>> Begin DATA SUPPLIED

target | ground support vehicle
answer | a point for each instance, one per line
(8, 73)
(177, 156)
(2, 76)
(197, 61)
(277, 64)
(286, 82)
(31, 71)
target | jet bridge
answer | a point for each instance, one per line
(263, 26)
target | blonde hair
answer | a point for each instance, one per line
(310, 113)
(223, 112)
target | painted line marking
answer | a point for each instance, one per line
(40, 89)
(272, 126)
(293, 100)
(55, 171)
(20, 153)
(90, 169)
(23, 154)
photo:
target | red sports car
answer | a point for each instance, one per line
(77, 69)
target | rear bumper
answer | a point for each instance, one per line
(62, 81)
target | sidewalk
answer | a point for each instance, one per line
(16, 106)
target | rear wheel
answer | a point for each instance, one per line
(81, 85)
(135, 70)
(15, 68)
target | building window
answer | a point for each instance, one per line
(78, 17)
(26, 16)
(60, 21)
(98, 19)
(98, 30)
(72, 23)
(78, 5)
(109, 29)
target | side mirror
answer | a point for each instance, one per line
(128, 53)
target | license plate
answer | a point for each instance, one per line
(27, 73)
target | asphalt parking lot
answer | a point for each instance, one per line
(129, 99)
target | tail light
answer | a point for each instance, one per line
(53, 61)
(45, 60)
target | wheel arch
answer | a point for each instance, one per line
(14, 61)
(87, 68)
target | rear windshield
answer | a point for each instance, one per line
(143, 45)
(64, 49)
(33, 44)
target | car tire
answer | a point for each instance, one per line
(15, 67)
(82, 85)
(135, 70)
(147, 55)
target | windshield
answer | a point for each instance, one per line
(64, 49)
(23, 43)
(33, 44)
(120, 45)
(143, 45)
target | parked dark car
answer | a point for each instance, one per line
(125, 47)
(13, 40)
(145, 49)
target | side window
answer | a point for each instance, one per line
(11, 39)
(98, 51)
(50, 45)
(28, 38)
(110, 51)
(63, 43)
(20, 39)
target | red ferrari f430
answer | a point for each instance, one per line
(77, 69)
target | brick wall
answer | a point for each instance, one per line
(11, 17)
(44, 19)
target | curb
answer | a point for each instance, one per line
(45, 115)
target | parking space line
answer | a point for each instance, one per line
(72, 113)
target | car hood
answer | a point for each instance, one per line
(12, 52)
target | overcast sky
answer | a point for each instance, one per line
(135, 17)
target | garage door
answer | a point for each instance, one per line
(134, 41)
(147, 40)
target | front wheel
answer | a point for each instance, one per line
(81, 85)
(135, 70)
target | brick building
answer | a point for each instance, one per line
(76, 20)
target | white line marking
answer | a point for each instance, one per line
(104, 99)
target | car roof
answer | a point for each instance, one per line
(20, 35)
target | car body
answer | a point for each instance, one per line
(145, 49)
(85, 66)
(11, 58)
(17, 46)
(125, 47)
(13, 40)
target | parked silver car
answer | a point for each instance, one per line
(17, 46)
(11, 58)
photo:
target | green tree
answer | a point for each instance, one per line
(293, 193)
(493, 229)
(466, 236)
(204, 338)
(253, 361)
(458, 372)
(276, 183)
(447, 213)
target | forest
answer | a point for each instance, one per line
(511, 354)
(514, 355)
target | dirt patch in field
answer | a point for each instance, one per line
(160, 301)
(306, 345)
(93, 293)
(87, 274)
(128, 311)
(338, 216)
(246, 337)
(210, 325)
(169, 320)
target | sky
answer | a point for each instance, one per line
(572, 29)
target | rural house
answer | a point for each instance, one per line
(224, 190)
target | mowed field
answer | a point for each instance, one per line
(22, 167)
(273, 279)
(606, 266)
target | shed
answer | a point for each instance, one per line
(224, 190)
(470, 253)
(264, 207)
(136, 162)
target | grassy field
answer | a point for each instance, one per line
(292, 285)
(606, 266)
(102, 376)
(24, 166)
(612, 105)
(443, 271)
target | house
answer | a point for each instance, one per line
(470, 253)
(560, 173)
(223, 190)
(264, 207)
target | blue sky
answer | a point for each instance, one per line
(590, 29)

>> End DATA SUPPLIED

## GIVEN EXERCISE
Return the lines above, from the one containing "target | car roof" to the end, exactly as they stand.

## ANSWER BELOW
target | car roof
answer | a point for each instance, one per line
(20, 35)
target | car body
answer | a point for each instance, one per line
(145, 49)
(85, 66)
(11, 58)
(17, 46)
(125, 47)
(13, 40)
target | parked silver car
answer | a point for each instance, one per line
(17, 46)
(11, 58)
photo:
target | green tree
answer | a point for each instance, one per line
(293, 193)
(493, 229)
(466, 236)
(204, 338)
(253, 361)
(458, 372)
(276, 183)
(447, 213)
target | forest
answer | a point for each instance, one per line
(511, 354)
(514, 355)
target | dirt patch in field
answer | a point for each instance, one per line
(160, 301)
(306, 345)
(93, 293)
(87, 274)
(128, 311)
(338, 216)
(246, 337)
(210, 325)
(169, 320)
target | sky
answer | a point for each instance, one per line
(572, 29)
target | rural house
answer | a point for each instance, one per line
(224, 190)
target | mowed field
answer | a point for each instance, one per line
(22, 167)
(273, 279)
(606, 266)
target | shed
answer | a point for each instance, one per line
(224, 190)
(470, 253)
(264, 207)
(136, 162)
target | grassy field
answer | a point for each instance, one per line
(292, 285)
(606, 266)
(102, 376)
(24, 166)
(612, 105)
(443, 271)
target | house
answer | a point for each instance, one per line
(470, 253)
(560, 173)
(223, 190)
(264, 207)
target | blue sky
answer | a point for each instance, one per line
(590, 29)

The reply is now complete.